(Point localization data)
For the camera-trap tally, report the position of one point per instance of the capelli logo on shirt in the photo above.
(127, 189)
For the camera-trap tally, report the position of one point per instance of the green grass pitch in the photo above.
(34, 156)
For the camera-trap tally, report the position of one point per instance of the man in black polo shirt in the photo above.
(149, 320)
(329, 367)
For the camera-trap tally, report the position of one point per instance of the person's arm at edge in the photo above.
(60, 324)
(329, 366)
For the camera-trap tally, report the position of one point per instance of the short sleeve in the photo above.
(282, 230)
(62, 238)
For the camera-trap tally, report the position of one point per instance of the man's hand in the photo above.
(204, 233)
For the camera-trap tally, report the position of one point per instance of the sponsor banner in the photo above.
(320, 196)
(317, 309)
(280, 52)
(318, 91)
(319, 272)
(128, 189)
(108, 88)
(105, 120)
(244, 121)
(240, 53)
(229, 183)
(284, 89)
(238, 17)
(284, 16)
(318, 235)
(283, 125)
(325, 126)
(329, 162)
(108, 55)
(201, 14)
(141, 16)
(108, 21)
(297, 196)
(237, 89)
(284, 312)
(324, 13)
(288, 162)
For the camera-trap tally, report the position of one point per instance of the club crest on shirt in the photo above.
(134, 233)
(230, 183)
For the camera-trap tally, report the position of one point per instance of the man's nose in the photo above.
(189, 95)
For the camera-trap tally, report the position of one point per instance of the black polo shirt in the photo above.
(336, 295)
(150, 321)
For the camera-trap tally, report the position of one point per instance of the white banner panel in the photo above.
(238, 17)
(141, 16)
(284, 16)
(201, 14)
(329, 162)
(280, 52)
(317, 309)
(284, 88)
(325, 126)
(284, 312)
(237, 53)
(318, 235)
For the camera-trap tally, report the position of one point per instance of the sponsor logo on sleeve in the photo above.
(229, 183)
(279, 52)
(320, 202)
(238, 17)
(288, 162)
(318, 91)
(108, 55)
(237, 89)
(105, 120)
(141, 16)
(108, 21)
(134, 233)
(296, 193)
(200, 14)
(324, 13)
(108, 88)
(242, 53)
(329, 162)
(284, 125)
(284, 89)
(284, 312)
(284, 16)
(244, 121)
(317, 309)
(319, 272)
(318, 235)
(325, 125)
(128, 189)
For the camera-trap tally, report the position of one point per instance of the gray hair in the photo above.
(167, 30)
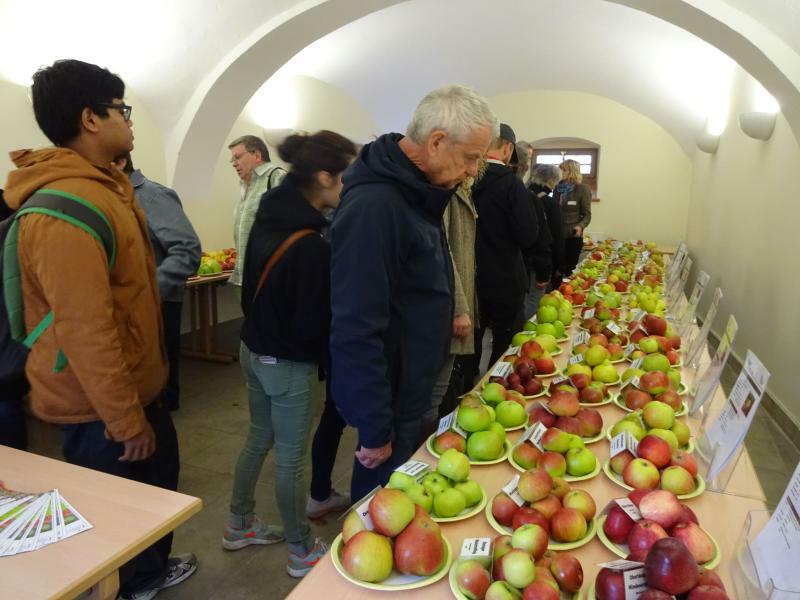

#### [DIRECTIONS FOR THIS TASK]
Please copy the lines above exactly as written, apart from any pictures.

#### [RESPONSE AREA]
For the camera-trap tally, report the position of one point per instance of the capelli logo on shirt in the photo above.
(127, 189)
For the camera-trap tally, report the position of one point per instance of the green grass pitch in the photo above.
(34, 156)
For the camera-trap tally, report the position of one point per instance of the man in black polo shirt in the photo above.
(149, 320)
(329, 367)
For the camera-trap tally, report the position of one point per instance of the person's arm at edge in the photo above.
(60, 324)
(329, 366)
For the camera-trap tally, report the position of one point per instance of the short sleeve in the photo above.
(282, 230)
(62, 238)
For the camera-trap tally, report the position of one point per instance of the man's hand in the photo above.
(204, 233)
For the camera-trap tally, report the position of one point per instance of the sponsor banner in the photo above.
(320, 196)
(317, 309)
(280, 52)
(318, 91)
(319, 272)
(128, 189)
(108, 88)
(105, 120)
(244, 121)
(240, 53)
(229, 183)
(284, 89)
(238, 17)
(284, 16)
(318, 235)
(283, 125)
(325, 126)
(329, 162)
(108, 55)
(201, 14)
(141, 16)
(108, 21)
(297, 196)
(237, 89)
(284, 312)
(324, 13)
(288, 162)
For the camera-trap tally, report the position of one point per instance of the club crest on shirt in the photo above.
(134, 233)
(230, 183)
For the camera-trap tally, report the position of one point per instance of the man's nose in the photo above.
(189, 95)
For the camera-trap tally, report the position of one point per instance of the black polo shirt in the photo above.
(336, 295)
(150, 321)
For the camera-trap tally, report the position of one point per instance of the white banner panel in the photo above.
(238, 17)
(141, 16)
(284, 16)
(201, 14)
(329, 162)
(280, 52)
(317, 309)
(284, 88)
(325, 126)
(284, 312)
(237, 53)
(318, 235)
For the camera-trap tally, report the position of one point per instance of the sponsor logo on sleeve in the photo above.
(229, 183)
(279, 52)
(320, 202)
(238, 17)
(288, 162)
(318, 91)
(108, 55)
(237, 89)
(105, 120)
(141, 16)
(108, 21)
(134, 233)
(296, 193)
(200, 14)
(324, 13)
(108, 88)
(242, 53)
(329, 162)
(284, 125)
(284, 89)
(284, 312)
(284, 16)
(244, 121)
(317, 309)
(319, 272)
(318, 235)
(325, 125)
(128, 189)
For the camera-trap tally, report the position of one point per instance of the gray hair in the photo above.
(167, 30)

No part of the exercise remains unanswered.